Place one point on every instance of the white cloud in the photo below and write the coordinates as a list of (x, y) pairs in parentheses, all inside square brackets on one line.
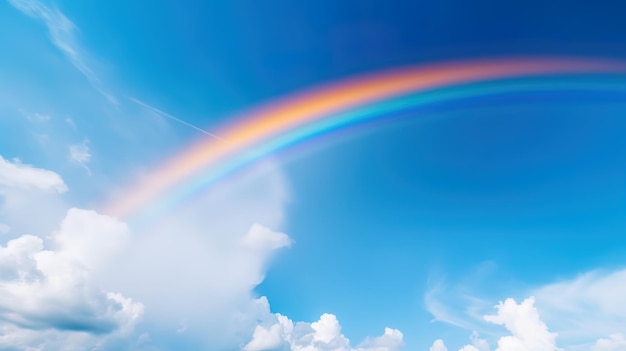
[(4, 228), (61, 31), (478, 343), (322, 335), (18, 175), (81, 154), (49, 297), (615, 342), (260, 238), (528, 331), (38, 117), (588, 307), (392, 339), (438, 345)]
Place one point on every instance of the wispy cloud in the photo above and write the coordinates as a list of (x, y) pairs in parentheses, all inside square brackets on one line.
[(165, 114), (19, 175), (80, 154), (62, 34)]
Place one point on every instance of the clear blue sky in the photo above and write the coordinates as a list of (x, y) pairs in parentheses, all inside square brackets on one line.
[(421, 223)]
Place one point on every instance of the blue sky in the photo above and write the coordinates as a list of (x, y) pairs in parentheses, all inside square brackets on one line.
[(399, 235)]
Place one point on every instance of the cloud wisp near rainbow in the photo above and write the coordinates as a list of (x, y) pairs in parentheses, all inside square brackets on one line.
[(302, 116)]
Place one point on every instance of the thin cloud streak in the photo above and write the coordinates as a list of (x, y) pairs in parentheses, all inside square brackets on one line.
[(61, 31), (165, 114)]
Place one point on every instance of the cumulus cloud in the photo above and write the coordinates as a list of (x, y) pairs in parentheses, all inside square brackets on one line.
[(528, 331), (15, 174), (615, 342), (4, 228), (438, 345), (54, 287), (322, 335), (260, 238)]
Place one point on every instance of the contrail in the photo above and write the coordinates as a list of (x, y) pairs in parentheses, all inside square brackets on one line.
[(162, 113)]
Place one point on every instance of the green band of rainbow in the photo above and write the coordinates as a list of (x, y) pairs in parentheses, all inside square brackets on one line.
[(335, 106)]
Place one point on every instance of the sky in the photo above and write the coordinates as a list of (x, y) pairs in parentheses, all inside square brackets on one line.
[(488, 224)]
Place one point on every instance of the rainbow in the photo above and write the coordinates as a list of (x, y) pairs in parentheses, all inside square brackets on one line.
[(285, 122)]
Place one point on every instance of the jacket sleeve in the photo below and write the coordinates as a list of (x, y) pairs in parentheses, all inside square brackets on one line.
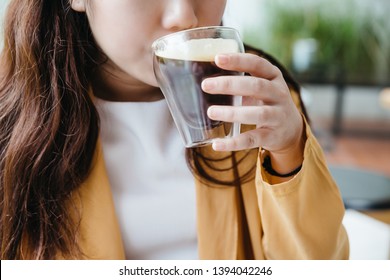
[(302, 218)]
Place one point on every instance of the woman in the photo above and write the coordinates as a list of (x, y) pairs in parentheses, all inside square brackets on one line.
[(74, 187)]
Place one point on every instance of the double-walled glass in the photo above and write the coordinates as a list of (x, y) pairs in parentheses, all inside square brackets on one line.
[(182, 61)]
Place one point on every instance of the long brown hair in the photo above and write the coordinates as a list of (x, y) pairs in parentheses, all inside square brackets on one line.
[(48, 127)]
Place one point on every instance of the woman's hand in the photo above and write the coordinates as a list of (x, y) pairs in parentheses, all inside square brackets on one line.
[(267, 103)]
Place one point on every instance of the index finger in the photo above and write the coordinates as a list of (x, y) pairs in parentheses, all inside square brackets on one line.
[(249, 63)]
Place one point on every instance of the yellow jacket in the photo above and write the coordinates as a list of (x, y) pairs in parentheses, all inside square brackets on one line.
[(298, 219)]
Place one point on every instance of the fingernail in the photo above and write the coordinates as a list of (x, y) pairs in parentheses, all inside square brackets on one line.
[(208, 85), (214, 112), (218, 146), (222, 59)]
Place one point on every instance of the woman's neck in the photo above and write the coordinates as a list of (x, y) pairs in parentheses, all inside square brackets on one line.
[(112, 85)]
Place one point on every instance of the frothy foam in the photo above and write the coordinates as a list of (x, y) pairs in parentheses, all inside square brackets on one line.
[(199, 49)]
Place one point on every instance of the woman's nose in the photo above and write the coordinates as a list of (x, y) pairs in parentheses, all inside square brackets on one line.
[(179, 15)]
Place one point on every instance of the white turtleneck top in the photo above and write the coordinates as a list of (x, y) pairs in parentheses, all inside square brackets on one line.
[(152, 187)]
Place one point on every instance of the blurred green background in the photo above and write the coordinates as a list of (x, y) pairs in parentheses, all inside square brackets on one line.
[(324, 40)]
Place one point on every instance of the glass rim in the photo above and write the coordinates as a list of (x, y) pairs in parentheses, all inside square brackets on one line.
[(178, 33)]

**WHAT IS REQUIRED**
Rewrite all of the data above with every "photo" changed to "image" and everything else left as it is. Leave the pictures out.

**TASK RESULT**
Place one point on every instance of the white cloud in the image below and write the coordinates as a list of (x, y) pairs in parentheses, all inside square brackets on one line.
[(4, 228), (61, 31), (478, 343), (322, 335), (18, 175), (81, 154), (49, 297), (615, 342), (260, 238), (528, 331), (38, 117), (588, 307), (392, 339), (438, 345)]
Place one point on every instance of the wispy cloud in the image above and write the coordinates as a list of (x, y) pairs in parentheses, all inside square brackets on one line.
[(165, 114), (19, 175), (80, 154), (62, 34)]
Place one point on every instance of the clear blue sky in the image above and write the coordinates as a list of (x, y) pairs in parentheses, all inside square brackets on one line.
[(421, 223)]
Place one point on every instance of the blue sky in the image above and write the coordinates as a list of (x, y) pairs in parentheses, all inside square brackets on one line.
[(399, 235)]
Place one point on every instance of the cloud wisp near rainbow in the image above and write the coordinates as a list of (x, y) pairs in parentheses, all inside square brackets on one line.
[(302, 116)]
Place one point on every instance of the thin cloud streak in the image above and write the coordinates as a list of (x, y) pairs in parentheses, all inside square brackets on one line.
[(61, 31), (165, 114)]
Place one point on every instance of the cumulus cloud in the image above and write the coordinates as a list of (x, y) pairs in parentheses, all inside square brackets on one line.
[(528, 331), (15, 174), (615, 342), (4, 228), (438, 345), (54, 287), (322, 335), (260, 238)]
Place one point on every instance of the contrail in the image above and write the coordinates as a list of (x, y) pairs in parentheses, all inside square brackets on one line.
[(162, 113)]
Place one point on every instance of the green band of rainbow in the image above and write the coordinates as a list of (x, y) pairs in parentheses, all inside square brackets on one line.
[(335, 106)]
Place one point on every instance of the sky in the image above and write the coordinates as a list of (x, y) pairs in parentheses, all inside square brackets on one line.
[(488, 224)]
Place one point on every instance of the rainbow in the image above and write the coordinates as a list of (x, y) pairs in parentheses, all inside square brackets on one line.
[(285, 122)]
Place one point on every instance of the jacket sleeve in the image below and write the coordinates as a list of (x, y) pairs in parentheses, all inside square brackets on one line.
[(302, 218)]
Place one point on every instance of the woman in the image above and write the coordinates as a list of (x, y) pairs in parentheses, all inside square brackets on one line.
[(74, 187)]
Place one point on every instance of the double-walled glass in the image above and write the coordinates as a list of (x, y) pairs in parentheses, all inside square brackets on one line.
[(182, 61)]
Place one point on every instance of the long brown hair in the image above and write the coordinates as a list of (x, y) pairs in parentheses, all inside square brackets on one line.
[(48, 127)]
Place one point on every instance of the woman's hand in the image above and write the coordinates as a list of (x, y) pairs in parentheses, all inside square brackets on one line.
[(267, 103)]
Place one point on every instance of the index finger in the image above and write the coordinates as a list of (x, y) pairs in parentheses, all inside square brackets on one line.
[(249, 63)]
Place one point on every instance of the yellow jacket in the image above and write the coordinates as a list of (x, y) pairs in parentheses, all inside square brackets on one line.
[(298, 219)]
Place one point on every instance of the fingernail in the image above and write the coordinates as a list of (x, y) pairs in parentheses, all inside square brackets on one line.
[(208, 85), (214, 112), (218, 146), (222, 59)]
Place one point on every instance of the woman's neck in the image above and write the coordinates as a list of (x, y) pairs in parentheses, all inside square brackets on one line.
[(112, 85)]
Place one point on every instance of the frothy foam in the image above and write the coordinates as a list of (x, y) pairs in parentheses, all inside square brackets on one line.
[(199, 49)]
Place one point on every instance of the woman's nose in the image above and write the coordinates as a list of (x, y) pairs in parentheses, all inside square brackets on one line.
[(179, 15)]
Place one point on every instance of the white turtleneck top in the image above and write the coordinates as a list of (x, y) pairs in parentheses, all inside square brackets on one line.
[(152, 187)]
Place one point on every instance of the blurred green background in the image above and write the coordinates as a list of (x, y) pairs in parentheses, all inside square brackets on one line.
[(324, 40)]
Place one point on every instance of the glass rim in the image above and write the coordinates as a list of (x, y) pairs in parentheses, all inside square brackets on one line.
[(178, 33)]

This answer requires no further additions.